- **ASSIGNMENT**
Could you show all lines in the entries below that contain the string "segmentation"?

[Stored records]
|---|
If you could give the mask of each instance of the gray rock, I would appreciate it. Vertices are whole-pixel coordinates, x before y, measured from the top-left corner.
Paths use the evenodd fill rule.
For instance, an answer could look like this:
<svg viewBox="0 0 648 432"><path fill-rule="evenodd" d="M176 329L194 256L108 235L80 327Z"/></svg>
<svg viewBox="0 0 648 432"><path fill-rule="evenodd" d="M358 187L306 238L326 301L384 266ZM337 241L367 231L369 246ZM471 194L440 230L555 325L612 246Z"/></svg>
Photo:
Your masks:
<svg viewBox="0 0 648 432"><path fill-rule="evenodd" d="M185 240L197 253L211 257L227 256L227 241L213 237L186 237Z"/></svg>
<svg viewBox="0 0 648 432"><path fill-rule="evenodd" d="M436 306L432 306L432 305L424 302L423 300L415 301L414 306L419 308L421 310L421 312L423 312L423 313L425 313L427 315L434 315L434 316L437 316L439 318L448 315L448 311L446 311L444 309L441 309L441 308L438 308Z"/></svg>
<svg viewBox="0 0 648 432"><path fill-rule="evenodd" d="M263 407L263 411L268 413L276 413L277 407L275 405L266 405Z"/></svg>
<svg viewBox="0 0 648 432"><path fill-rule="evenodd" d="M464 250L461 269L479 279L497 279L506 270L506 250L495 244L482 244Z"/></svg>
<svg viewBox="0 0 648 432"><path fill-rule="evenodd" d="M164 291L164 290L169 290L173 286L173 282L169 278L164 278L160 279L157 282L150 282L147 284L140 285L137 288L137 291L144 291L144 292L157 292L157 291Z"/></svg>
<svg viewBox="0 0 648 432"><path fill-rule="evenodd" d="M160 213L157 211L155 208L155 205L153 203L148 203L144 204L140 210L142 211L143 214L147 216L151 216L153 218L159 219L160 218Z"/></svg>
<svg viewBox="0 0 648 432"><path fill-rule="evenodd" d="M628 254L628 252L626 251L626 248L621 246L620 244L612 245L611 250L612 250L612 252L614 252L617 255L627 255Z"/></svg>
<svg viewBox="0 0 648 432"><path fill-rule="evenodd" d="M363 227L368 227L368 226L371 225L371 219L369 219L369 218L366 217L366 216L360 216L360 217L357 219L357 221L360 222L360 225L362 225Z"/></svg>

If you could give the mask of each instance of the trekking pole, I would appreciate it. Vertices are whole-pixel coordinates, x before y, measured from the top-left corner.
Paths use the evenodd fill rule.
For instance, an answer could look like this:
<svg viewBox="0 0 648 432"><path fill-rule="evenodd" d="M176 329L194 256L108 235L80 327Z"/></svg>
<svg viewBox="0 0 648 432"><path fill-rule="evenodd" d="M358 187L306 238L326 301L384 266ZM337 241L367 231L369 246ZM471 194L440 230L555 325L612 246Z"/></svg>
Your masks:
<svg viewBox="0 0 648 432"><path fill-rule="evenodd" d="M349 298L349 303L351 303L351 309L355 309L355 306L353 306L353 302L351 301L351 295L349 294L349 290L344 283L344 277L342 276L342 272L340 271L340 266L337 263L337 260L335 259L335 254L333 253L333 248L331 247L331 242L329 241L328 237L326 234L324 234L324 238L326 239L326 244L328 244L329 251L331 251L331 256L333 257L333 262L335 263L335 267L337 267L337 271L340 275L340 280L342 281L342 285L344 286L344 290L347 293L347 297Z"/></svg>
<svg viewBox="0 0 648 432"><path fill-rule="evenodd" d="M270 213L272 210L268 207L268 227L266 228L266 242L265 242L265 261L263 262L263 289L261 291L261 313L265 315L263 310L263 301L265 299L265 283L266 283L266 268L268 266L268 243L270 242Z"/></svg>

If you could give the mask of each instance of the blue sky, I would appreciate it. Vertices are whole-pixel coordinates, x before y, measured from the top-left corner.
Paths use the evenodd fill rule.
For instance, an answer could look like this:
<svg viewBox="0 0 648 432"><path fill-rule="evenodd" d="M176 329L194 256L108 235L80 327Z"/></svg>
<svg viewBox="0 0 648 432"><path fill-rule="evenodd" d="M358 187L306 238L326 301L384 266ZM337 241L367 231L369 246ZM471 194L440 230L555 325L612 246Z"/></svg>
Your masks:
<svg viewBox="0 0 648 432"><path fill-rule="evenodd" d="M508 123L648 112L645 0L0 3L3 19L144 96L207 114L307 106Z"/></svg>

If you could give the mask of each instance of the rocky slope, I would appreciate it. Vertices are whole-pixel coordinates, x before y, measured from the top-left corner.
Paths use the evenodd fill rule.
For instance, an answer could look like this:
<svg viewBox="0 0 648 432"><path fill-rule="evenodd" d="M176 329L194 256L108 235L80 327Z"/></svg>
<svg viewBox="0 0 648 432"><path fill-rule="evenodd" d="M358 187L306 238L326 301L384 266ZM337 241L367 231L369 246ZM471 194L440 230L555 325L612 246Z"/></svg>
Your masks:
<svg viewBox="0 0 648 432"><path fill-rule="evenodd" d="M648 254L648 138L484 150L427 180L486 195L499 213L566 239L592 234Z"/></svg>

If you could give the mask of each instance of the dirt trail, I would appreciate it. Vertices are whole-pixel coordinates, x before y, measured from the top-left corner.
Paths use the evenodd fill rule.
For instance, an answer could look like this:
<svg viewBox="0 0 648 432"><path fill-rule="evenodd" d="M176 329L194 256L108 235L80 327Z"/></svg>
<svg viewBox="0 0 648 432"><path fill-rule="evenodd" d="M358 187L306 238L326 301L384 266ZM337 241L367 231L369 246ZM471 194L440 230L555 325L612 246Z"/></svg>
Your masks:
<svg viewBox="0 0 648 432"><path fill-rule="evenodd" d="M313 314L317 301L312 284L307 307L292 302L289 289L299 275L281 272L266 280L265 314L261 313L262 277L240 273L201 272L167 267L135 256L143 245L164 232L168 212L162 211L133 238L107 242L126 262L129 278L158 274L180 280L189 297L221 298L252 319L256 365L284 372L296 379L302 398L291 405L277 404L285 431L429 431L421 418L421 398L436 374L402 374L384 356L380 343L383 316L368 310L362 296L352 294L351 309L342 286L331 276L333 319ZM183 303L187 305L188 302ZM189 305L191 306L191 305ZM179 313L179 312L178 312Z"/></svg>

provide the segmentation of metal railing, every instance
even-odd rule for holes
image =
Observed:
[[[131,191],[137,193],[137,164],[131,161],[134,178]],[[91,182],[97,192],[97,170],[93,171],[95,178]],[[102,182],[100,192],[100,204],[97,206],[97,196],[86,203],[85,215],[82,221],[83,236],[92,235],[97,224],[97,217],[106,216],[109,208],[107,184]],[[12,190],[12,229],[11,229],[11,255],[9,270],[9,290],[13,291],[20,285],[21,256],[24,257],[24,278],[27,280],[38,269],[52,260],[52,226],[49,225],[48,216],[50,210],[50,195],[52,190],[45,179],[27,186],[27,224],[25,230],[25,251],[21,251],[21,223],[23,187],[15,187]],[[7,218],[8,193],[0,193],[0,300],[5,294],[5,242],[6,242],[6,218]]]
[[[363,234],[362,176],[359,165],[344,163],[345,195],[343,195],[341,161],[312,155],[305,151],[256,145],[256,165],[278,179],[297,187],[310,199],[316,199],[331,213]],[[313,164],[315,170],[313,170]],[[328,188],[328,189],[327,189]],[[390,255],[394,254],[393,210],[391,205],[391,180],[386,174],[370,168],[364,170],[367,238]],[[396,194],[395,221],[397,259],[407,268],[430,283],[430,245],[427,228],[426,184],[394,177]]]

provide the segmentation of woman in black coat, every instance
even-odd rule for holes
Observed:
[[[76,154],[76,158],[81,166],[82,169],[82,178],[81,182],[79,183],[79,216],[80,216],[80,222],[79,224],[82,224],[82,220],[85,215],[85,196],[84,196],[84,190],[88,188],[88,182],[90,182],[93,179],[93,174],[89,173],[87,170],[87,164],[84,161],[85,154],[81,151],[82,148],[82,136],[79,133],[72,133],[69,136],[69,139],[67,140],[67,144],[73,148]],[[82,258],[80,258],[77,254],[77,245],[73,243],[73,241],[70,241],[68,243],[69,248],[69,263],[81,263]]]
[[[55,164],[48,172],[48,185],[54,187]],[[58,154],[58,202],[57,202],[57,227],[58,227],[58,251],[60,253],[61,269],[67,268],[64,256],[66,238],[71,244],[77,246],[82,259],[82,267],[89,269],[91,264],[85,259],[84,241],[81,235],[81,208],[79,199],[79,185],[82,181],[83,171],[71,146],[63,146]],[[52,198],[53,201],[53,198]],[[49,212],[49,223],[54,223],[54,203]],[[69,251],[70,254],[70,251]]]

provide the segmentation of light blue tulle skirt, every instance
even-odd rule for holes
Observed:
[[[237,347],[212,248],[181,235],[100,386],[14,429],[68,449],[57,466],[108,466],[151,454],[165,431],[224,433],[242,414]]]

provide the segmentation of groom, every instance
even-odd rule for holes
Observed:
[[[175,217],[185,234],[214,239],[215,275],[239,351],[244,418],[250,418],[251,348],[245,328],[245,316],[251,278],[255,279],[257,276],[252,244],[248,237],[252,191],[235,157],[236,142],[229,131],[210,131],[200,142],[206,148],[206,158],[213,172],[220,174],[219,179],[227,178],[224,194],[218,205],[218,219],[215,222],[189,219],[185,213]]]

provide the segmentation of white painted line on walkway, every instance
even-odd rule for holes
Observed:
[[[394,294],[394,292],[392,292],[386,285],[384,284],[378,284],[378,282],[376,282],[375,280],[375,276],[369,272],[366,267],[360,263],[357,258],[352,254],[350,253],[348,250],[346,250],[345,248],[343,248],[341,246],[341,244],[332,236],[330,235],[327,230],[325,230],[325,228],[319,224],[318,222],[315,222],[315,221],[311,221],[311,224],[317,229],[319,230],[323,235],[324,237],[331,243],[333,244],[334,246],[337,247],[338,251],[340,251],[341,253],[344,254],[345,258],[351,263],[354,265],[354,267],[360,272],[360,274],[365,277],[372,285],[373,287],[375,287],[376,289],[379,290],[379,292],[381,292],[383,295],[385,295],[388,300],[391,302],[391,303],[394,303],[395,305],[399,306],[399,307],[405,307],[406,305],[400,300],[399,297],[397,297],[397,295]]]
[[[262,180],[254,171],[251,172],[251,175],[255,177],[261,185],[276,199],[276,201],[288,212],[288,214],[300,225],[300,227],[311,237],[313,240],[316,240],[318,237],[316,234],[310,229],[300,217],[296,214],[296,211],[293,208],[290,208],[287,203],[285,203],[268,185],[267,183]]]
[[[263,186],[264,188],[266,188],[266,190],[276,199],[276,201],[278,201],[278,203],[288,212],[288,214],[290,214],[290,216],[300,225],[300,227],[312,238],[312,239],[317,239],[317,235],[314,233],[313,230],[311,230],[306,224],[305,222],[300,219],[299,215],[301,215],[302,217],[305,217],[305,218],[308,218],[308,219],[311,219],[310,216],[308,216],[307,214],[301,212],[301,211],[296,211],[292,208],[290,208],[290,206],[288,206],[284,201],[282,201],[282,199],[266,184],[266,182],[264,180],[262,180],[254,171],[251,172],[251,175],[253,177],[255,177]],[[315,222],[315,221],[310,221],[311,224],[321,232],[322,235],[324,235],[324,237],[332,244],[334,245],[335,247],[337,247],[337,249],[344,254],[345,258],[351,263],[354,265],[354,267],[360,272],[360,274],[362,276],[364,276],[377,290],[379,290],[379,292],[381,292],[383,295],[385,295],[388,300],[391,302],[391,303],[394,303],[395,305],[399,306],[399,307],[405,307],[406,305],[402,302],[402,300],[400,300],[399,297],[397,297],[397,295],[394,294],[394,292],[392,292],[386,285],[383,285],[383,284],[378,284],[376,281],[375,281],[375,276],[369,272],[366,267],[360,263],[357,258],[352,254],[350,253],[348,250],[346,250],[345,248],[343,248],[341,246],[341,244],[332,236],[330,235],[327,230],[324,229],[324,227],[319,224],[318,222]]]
|---|
- **WORKED SOLUTION**
provide the segmentation of metal railing, every instance
provide the segmentation of woman in black coat, every instance
provide the segmentation of light blue tulle skirt, every instance
provide the segmentation of groom, every instance
provide the segmentation of white painted line on walkway, every instance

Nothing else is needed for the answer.